■ **Selected passage**:
'''
Porsche was not alone in turbocharging racers and turbochargers were now on several manufacturersʼ agendas: in 1971-2, factory turbocharged BMW 2002s had the measure of naturally-aspirated 911Ts in the German championships. Fuhrmann had his enginers dust off the early turbo projects initiated by Piëch in 1969: Fuhrmannʼs determination dismissed the ʻcanʼt be doneʼ attitude that sometimes prevailed among the Weissach men who claimed the 911ʼs engine compartment had no space for a turbocharger. Fuhrmann simply overrode them: ʻMake it fit, he commanded.
He had seen from the blown 917s that turbocharging did not fundamentally affect the engine: there was no need to undertake expensive structural work to make crankcases or cylinder heads stronger. The most important aspect for a production car would be fuelling and emissions, and he pressed 911development manager Paul Hensler to make the turbo installation work with the Bosch injection system which was replacing mechanical fuel injection on the rest of the 911s.
An enthusiastic motorist, Fuhrmann was keen to drive a turbocharged Porsche himself and by May 1973 had a blown 2.7 development car. It suffered long turbo lag, but typically Fuhrmann used this to demonstrate to his engineers what they had to overcome for production.
'''
■ **Recorded information**:
'''
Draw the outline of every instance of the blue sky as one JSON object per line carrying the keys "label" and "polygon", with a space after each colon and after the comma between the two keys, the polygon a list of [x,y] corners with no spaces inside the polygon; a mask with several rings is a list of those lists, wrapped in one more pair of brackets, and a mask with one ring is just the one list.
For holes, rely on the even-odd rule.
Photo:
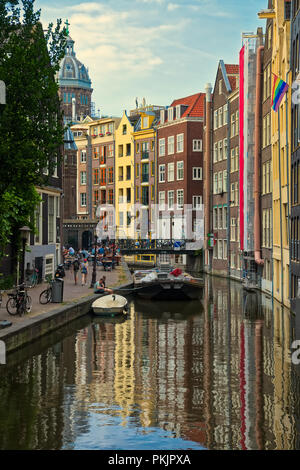
{"label": "blue sky", "polygon": [[[62,6],[63,5],[63,6]],[[267,0],[36,0],[42,21],[70,22],[101,114],[204,91],[218,61],[237,63],[241,33],[265,27]]]}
'''
■ **What to do**:
**1.** Copy the passage about Porsche's turbo development word for word, starting with "He had seen" and going on through "of the 911s.".
**2.** Carry on the passage about Porsche's turbo development from where it stops.

■ **Task answers**:
**1.**
He had seen from the blown 917s that turbocharging did not fundamentally affect the engine: there was no need to undertake expensive structural work to make crankcases or cylinder heads stronger. The most important aspect for a production car would be fuelling and emissions, and he pressed 911development manager Paul Hensler to make the turbo installation work with the Bosch injection system which was replacing mechanical fuel injection on the rest of the 911s.

**2.**
Launched at the 1974 Paris Salon, the series production 3.0 911Turbo, the 930, became a far bigger success than Porsche had imagined, endowing the company with a genuine supercar and bringing a new and well-heeled clientele into the Porsche fold. As Karl Ludwigsen puts it, the Turbo was just the car needed to keep Porscheʼs dream of great cars alive. The 400 unit FIA homologation requirement for the Turbo was achieved in just a few months and by 1977, barely three years later, the 911ʼs track supremacy reached its zenith with customer turbocharged 934s, and ʻsilhouetteʼ 935s dominating both GT and sports car racing. As victories accrued, Porscheʼs name would become a byword for turbo mastery.
Ernst Fuhrmann was an engineer ʼs engineer: in his first years as CEO he liked to involve himself in projects instead of going through his subordinates, dealing directly with Valentin Schäffer, for example, who built the first turbo prototype: this used to exasperate technical director Helmuth Bott; Schäffer recalls that Fuhrmann merely regarded Bott as a ʻchassis man.ʼ
He would also attend testing sessions and Mark Donohue amongst others was impressed to see him pick up a spanner to work on a 917 at a winter test outing at Paul Ricard. The Austrian always had a taste for the latest technology and had his 930 fitted with an early ABS system, though he quickly
“ERNST FUHRMANN WAS AN ENGINEER’S ENGINEER…”
had it removed (and vetoed further development) when the system failed completely and he sailed across a busy cross roads, miraculously without accident.
Often imperious, which inside Porsche eventually made him deeply unpopular, with outsiders Fuhrmann could also be extremely personable. Mark Donohue recalled how Porscheʼs CEO had sought him out after the American finished a bitterly disappointed fourth at Riverside in 1972. A pit misunderstanding had cost him a certain win though Porsche still took the Canam title.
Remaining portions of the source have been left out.